** BEGIN Exercise materials **

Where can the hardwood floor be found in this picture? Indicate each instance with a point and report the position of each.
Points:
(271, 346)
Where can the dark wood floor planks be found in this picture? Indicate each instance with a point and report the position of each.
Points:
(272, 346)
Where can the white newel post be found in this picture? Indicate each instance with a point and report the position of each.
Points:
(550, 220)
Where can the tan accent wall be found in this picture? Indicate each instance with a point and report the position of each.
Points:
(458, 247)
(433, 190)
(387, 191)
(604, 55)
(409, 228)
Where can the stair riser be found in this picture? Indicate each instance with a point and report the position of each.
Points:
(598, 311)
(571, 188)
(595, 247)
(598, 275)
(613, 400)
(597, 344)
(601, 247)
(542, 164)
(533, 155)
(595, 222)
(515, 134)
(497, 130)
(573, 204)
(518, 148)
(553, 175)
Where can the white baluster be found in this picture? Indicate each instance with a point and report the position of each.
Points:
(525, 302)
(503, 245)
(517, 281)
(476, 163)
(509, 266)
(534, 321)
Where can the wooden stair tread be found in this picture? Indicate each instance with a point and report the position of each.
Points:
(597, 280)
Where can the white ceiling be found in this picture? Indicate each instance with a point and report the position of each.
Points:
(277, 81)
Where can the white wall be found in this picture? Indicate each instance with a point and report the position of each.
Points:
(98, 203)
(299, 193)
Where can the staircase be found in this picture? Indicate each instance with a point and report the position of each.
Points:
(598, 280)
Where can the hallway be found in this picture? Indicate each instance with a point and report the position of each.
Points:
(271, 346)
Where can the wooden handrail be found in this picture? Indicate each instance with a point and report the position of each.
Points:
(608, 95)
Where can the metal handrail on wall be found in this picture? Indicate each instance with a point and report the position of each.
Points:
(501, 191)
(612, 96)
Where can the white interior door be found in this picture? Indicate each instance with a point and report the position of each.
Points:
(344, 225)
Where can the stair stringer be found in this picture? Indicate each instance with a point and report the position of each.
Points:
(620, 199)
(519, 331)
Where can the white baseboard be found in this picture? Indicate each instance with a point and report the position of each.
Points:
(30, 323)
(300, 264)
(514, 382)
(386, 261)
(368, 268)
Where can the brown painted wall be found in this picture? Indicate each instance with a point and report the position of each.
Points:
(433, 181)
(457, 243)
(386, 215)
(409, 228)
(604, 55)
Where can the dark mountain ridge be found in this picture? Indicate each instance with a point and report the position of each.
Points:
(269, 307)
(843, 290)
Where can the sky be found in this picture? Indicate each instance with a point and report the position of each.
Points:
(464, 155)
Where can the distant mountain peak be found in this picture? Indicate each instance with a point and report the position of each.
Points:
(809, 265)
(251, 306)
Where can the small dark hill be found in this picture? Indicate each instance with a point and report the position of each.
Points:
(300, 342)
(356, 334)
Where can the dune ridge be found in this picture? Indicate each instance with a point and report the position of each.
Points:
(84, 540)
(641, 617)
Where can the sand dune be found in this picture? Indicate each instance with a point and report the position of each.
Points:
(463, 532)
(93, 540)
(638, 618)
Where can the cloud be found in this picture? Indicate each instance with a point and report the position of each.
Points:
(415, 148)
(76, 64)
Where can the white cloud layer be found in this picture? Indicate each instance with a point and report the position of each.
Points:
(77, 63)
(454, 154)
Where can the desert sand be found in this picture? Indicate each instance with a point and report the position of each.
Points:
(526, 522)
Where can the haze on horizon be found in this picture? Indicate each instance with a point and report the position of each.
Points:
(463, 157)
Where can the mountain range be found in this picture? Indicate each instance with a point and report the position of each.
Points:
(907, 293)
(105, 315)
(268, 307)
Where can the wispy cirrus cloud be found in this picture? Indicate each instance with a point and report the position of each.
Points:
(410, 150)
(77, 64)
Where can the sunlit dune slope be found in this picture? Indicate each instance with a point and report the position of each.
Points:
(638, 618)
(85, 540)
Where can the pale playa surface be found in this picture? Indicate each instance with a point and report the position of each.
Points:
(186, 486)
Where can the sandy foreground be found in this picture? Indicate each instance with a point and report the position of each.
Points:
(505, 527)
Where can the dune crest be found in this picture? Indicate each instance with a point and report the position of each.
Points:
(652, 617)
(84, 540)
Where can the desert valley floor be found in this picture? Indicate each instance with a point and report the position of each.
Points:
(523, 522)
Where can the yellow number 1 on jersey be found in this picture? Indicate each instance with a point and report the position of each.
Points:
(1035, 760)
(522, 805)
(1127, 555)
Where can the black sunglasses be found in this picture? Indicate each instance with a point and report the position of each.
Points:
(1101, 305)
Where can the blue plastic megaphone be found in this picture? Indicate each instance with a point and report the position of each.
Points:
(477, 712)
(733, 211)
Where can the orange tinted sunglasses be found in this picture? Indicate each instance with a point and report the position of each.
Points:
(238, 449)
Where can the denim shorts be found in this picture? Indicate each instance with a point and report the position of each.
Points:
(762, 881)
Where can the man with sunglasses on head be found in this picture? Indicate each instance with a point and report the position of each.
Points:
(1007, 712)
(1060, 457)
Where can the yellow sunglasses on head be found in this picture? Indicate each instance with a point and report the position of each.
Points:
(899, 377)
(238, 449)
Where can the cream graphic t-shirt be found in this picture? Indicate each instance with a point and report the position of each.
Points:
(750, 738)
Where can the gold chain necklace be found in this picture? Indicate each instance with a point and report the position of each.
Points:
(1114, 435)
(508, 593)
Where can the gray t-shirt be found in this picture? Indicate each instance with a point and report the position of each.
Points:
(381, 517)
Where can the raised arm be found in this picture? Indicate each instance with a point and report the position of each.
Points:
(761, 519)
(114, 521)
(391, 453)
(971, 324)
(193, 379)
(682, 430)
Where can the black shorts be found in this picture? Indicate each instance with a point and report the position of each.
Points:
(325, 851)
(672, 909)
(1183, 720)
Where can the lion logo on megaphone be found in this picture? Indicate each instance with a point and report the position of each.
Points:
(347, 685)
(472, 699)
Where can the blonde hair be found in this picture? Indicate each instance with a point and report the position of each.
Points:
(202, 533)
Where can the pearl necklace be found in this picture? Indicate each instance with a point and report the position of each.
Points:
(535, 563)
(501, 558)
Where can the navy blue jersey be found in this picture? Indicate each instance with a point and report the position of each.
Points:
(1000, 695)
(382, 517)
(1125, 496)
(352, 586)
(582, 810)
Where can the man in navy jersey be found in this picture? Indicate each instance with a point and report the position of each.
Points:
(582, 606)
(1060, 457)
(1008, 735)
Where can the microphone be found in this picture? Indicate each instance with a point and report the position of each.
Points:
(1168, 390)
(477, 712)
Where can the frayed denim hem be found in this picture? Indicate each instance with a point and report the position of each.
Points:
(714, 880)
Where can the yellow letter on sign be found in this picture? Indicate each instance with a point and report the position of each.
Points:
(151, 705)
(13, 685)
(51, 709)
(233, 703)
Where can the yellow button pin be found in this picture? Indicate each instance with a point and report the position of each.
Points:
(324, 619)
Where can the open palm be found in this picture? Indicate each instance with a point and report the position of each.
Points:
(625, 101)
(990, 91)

** END Exercise materials **

Reproduce the material in full, with no word added or dropped.

§ **Written response**
Where can the hardwood floor be found in this picture? Indicate each instance with a point and report the position of each.
Points:
(271, 346)
Where can the dark wood floor planks be found in this picture? Indicate each instance with a point and report the position of each.
Points:
(272, 346)
Where can the white newel post be found in this picture? Indicate each instance with a point and report the position of each.
Points:
(550, 220)
Where can the tan accent wall be found in this picture? Indicate each instance with a point and report the position of each.
Points:
(458, 247)
(433, 190)
(387, 191)
(604, 55)
(409, 228)
Where can the stair riser be found in this picture? Indicate each instance with a point and report the position of each.
Points:
(598, 311)
(571, 188)
(595, 247)
(598, 275)
(613, 400)
(597, 344)
(601, 247)
(542, 164)
(533, 155)
(595, 222)
(515, 134)
(497, 130)
(573, 204)
(518, 148)
(553, 175)
Where can the white baluster be found in this picture? Indicate each instance with a point and report the position of each.
Points:
(525, 302)
(503, 245)
(517, 281)
(476, 163)
(509, 266)
(534, 321)
Where can the wooden stair tread be found in this picture? Indicate each instance with a point and report the position of each.
Points:
(597, 280)
Where can the white ceiling be found in this picture? Indicate each instance with a point and report the position of each.
Points:
(277, 81)
Where can the white wall be found in this picture? Indicate each instance with a point and report the position of each.
Points:
(98, 203)
(299, 193)
Where can the staircase be found in this picture? Indicate each instance with a point and report the position of each.
Points:
(598, 280)
Where can the hallway be found in this picture? Indicate each instance with a point and report the position of each.
Points:
(271, 346)
Where can the wooden handrail be found in this picture? Indicate each instance with a point and report the position of each.
Points:
(608, 95)
Where can the metal handrail on wall be found in this picture? Indicate each instance with a point and report the position of each.
Points:
(501, 191)
(612, 96)
Where can the white interior door be found in this picture? Indicate each instance with a point and report the position of each.
Points:
(344, 225)
Where can the stair stringer be found in this picture? Indicate each instance with a point and report the position of each.
Points:
(620, 199)
(519, 331)
Where can the white baseboard be found in this picture? Indicate each instance with a point and report the position of each.
Points:
(30, 323)
(300, 264)
(514, 382)
(386, 261)
(368, 268)
Where can the brown painted wall be found in this picture? Indicate each instance with a point and report the position of each.
Points:
(433, 181)
(457, 243)
(386, 215)
(409, 228)
(604, 55)
Where can the dark mountain ridge be found in this picture? Indicate each instance with a point and report the position of each.
Points:
(269, 307)
(843, 290)
Where can the sky be found in this picture? Indicate each instance with a point and report the position of each.
Points:
(464, 155)
Where can the distant mountain peak be found in this picture? Indicate each instance with a point and report the position of each.
Points:
(809, 265)
(251, 306)
Where can the small dark hill be found in this picture? Indicate each instance with a point and report the position of each.
Points:
(300, 342)
(356, 334)
Where can the dune ridge be found in this picture? Indicate each instance with a point and report the position of each.
Points:
(84, 540)
(641, 617)
Where can the sand dune be found in this picture? Indicate each instance with a point and report the position of each.
Points:
(463, 532)
(93, 540)
(638, 618)
Where can the cloud be found in this picture? Indicate each instance with a point and report the position of each.
Points:
(415, 148)
(76, 64)
Where can the white cloud layer be found in this picture? Indicate each instance with a point and report the position of each.
Points:
(77, 63)
(454, 154)
Where can the desert sand be found in this picture? Indicate each instance with a point and report the position of each.
Points:
(526, 522)
Where can the haze on horizon be found in this picture? Indicate each instance with a point and report the position of each.
Points:
(463, 157)
Where can the mountain range be found in this picture? Indicate each instance with a point and report the position of each.
Points:
(907, 293)
(105, 315)
(268, 307)
Where can the wispy cirrus cloud be found in this picture? Indicate each instance with a point and report the position of each.
Points:
(410, 150)
(77, 64)
Where can the sunlit dune slope be found in this picture? Indicate each instance with a point and report the position of each.
Points:
(638, 618)
(85, 540)
Where can the pale playa surface be found in this picture? Indicate each instance with a point and report the position of each.
Points:
(186, 486)
Where can the sandy foreground be found in this picture? Indicate each instance with a point and report the position of each.
Points:
(505, 527)
Where can the dune crest be found in this picture? Indicate each instance with a point and report the position of each.
Points:
(652, 617)
(84, 540)
Where can the desert valley floor be found in this picture? Indicate each instance with a point and report the position of each.
Points:
(523, 522)
Where can the yellow number 1 on jersey be found in this picture? Indicate each instance with a point and report the position of each.
Points:
(1035, 760)
(522, 805)
(1127, 555)
Where can the black sunglasses be found in this picture? Indicate each instance with a point and report the position of each.
Points:
(1101, 305)
Where can the blue plastic megaphone be found in this picture? Indicate each instance with a point and report the position of each.
Points:
(477, 712)
(733, 211)
Where can the orange tinted sunglasses be found in this picture? Indicate each instance with a point and report the position of each.
Points:
(238, 449)
Where can the denim shorts be found in this picture? Indicate each instance with a point and report the position of each.
Points:
(762, 881)
Where can the man with sunglasses on head be found in this picture? Indicate each instance with a point and report the position of each.
Points:
(1007, 712)
(1060, 457)
Where can the yellow sunglasses on head be found in this picture? Indicate each instance with a point and report the position of each.
Points:
(899, 377)
(238, 449)
Where can the cream graphic t-shirt be found in this picture? Indicate each instance with a point and report the position of each.
Points:
(750, 738)
Where can the gold chain necklace be found in this picture? Indicate each instance with a point and report the position of each.
Points:
(1114, 435)
(508, 593)
Where can the gray t-shirt be found in this picture? Indicate each instance with a point and report the position of each.
Points:
(381, 517)
Where can the raised arm be found in this picture? Indicate each instance with a point and report the position of each.
Points:
(761, 519)
(114, 521)
(391, 453)
(971, 324)
(193, 379)
(682, 430)
Where can the black shorts be found in this picture? Indicate each instance with a point and report the position of each.
Points:
(325, 851)
(672, 909)
(1183, 720)
Where can the lion logo on megaphone be found in this picture? Indicate each instance with a point and report the position of each.
Points:
(347, 685)
(472, 699)
Where can the blonde hair be found in this picture? Indicate each instance with a point and report the position of each.
Points:
(202, 533)
Where can the pearl necklace be found in this picture? Indicate each instance with a point and report the position of each.
Points:
(535, 563)
(501, 558)
Where can the navy blue jersey be found in this picture? Indicate each instance with a point and report the position of each.
Points:
(1000, 695)
(382, 517)
(1125, 496)
(352, 586)
(582, 810)
Where can the man in navy jersey be found in this picture? Indicate each instance with a point and report the position of each.
Points:
(582, 606)
(1060, 457)
(1008, 735)
Where can the microphone be found in this picture? Indicate each instance with a point and report the position of each.
Points:
(1168, 390)
(477, 712)
Where can the frayed denim hem be found in this picture? Indicate each instance with a point and report the position of each.
Points:
(714, 880)
Where can the yellow letter on sign be found in this picture? Indicate each instance with a point and report the position of each.
Points:
(151, 705)
(13, 685)
(51, 709)
(233, 703)
Where can the yellow button pin be found in this picture? Indicate each instance with a point and report the position of each.
Points:
(324, 619)
Where can the open palm be found in this picture? Indicate each instance with a point and report the position of each.
Points:
(625, 101)
(990, 91)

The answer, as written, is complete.